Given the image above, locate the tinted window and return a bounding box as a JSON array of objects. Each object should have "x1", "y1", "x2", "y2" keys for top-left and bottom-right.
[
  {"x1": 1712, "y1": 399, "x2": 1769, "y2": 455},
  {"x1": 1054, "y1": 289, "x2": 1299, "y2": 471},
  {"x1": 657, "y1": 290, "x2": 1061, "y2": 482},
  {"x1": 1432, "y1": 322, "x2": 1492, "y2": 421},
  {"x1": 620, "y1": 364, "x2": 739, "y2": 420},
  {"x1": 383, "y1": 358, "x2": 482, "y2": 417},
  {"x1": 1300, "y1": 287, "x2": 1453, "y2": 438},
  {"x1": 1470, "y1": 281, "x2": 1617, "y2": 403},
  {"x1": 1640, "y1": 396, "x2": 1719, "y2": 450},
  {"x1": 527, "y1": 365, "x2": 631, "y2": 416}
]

→ **ASSIGNMENT**:
Restate the data exactly, keeping every line intact.

→ **SOLUTION TO THE EXERCISE**:
Given the image above, locate the tinted window and return a bounding box as a JSON array of objects. Each object should have "x1", "y1", "x2", "y2" keys for top-left and bottom-right.
[
  {"x1": 1712, "y1": 399, "x2": 1769, "y2": 455},
  {"x1": 1054, "y1": 289, "x2": 1299, "y2": 471},
  {"x1": 657, "y1": 290, "x2": 1061, "y2": 482},
  {"x1": 1432, "y1": 322, "x2": 1492, "y2": 421},
  {"x1": 620, "y1": 364, "x2": 739, "y2": 420},
  {"x1": 383, "y1": 358, "x2": 482, "y2": 417},
  {"x1": 1300, "y1": 287, "x2": 1453, "y2": 438},
  {"x1": 1470, "y1": 281, "x2": 1617, "y2": 403},
  {"x1": 1640, "y1": 396, "x2": 1719, "y2": 450},
  {"x1": 527, "y1": 365, "x2": 631, "y2": 416}
]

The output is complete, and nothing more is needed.